Scan the lines below for the string "stem" and copy every one that has it.
Start of Block
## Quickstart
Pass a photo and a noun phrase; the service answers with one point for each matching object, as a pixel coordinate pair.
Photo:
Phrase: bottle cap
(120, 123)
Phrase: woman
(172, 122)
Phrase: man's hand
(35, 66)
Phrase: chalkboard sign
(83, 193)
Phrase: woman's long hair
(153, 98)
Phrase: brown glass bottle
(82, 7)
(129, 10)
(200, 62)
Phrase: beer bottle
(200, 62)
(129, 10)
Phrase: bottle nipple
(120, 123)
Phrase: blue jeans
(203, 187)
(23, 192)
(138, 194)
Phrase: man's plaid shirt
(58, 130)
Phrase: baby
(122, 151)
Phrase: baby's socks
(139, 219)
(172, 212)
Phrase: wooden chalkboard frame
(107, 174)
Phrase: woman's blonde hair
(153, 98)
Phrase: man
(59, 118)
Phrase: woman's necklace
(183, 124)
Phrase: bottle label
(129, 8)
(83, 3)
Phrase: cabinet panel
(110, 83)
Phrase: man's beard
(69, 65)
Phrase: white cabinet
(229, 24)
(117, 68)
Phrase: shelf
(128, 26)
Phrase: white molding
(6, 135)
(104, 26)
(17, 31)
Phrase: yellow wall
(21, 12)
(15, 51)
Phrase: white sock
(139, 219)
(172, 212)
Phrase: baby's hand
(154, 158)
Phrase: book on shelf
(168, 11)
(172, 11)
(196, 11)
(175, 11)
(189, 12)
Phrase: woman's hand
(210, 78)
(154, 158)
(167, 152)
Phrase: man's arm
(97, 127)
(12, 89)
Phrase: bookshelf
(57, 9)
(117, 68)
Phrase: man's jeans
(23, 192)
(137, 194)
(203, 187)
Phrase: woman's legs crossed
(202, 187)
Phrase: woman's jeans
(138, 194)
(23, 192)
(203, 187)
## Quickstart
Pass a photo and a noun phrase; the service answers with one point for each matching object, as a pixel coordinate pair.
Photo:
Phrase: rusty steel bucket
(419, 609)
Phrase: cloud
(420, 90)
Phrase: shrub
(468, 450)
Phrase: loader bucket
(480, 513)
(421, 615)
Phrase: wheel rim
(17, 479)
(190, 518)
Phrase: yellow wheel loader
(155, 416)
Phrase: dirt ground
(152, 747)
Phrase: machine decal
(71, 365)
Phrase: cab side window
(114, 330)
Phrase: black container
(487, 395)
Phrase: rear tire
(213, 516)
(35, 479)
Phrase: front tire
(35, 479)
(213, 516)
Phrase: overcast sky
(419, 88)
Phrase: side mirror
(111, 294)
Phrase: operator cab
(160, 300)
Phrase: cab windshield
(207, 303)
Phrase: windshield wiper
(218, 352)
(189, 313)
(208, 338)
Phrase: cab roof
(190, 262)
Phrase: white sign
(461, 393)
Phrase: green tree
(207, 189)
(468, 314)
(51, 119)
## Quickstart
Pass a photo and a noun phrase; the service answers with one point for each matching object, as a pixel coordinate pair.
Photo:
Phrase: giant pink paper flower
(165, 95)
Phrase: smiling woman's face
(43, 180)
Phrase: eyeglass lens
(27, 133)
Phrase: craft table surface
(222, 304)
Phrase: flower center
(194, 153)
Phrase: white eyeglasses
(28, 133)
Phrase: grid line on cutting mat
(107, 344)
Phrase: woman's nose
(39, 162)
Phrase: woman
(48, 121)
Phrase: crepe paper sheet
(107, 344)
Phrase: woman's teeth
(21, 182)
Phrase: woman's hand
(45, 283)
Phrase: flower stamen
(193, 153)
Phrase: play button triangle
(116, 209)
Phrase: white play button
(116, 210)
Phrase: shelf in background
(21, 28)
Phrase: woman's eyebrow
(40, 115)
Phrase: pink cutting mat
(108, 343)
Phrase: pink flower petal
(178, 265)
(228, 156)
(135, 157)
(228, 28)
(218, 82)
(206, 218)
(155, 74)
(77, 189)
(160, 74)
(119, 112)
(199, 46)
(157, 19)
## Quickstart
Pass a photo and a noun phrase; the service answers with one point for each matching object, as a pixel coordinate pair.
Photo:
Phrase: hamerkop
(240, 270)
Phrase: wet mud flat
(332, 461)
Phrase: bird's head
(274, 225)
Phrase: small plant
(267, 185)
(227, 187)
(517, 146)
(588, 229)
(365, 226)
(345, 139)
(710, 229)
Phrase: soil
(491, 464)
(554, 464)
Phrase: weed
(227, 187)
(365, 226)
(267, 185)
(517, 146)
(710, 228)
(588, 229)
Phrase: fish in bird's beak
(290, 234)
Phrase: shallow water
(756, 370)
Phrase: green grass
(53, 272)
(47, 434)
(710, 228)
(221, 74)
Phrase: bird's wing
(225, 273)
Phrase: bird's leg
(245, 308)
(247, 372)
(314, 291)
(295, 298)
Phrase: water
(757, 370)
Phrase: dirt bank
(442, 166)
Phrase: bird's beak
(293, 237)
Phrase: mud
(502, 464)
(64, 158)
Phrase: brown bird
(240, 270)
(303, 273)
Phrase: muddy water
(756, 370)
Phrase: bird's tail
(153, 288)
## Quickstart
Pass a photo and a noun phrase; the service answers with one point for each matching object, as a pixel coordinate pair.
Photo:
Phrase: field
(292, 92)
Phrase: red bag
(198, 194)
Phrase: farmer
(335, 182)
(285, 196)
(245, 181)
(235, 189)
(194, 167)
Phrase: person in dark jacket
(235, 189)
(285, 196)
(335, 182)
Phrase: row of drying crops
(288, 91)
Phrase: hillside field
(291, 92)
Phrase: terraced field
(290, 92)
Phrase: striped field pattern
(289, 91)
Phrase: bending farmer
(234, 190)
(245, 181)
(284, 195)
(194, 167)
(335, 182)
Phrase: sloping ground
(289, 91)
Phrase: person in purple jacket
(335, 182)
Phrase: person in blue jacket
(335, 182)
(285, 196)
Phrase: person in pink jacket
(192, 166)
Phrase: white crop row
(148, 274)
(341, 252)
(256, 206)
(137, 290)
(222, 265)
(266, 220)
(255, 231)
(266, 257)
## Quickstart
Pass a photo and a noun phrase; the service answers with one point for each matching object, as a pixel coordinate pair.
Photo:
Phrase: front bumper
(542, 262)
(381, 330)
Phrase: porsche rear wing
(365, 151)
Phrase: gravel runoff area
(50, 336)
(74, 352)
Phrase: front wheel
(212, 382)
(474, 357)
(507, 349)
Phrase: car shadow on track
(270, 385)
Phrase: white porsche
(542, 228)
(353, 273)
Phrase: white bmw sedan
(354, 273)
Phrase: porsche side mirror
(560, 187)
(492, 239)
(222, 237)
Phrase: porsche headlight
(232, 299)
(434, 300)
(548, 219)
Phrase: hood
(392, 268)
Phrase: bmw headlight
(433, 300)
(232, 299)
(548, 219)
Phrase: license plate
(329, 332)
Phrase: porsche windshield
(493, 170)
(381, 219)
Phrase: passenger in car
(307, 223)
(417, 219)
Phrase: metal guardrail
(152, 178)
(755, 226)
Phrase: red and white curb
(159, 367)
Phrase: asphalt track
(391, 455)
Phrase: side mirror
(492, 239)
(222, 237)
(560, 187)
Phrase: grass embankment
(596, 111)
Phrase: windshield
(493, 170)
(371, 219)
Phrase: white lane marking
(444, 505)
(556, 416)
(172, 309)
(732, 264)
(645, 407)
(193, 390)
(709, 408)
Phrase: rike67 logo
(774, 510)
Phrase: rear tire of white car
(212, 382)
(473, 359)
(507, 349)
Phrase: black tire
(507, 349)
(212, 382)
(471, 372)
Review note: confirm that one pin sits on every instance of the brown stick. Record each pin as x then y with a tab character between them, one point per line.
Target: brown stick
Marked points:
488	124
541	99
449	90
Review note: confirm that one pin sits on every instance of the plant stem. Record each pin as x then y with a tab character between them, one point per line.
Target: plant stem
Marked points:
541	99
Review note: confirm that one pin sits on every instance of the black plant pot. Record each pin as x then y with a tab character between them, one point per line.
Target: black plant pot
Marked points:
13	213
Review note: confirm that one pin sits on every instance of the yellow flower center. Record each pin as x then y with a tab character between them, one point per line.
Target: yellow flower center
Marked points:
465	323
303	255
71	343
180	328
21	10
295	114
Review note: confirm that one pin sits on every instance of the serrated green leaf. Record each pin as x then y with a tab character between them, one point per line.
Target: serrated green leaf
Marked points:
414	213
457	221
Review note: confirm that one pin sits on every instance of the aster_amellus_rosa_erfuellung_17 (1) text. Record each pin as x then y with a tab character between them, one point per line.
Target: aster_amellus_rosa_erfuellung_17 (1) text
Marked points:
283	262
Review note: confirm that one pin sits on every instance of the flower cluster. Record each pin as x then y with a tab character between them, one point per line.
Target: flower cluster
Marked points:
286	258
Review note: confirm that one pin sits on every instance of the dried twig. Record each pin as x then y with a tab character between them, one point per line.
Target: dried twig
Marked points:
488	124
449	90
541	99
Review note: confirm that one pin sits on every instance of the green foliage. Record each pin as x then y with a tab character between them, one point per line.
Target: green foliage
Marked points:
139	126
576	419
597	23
End of Block
> TASK OUTPUT
Review note: confirm that one pin sits on every instance of the plant stem. Record each pin as x then y with a tab character between them, one point per line.
Target: plant stem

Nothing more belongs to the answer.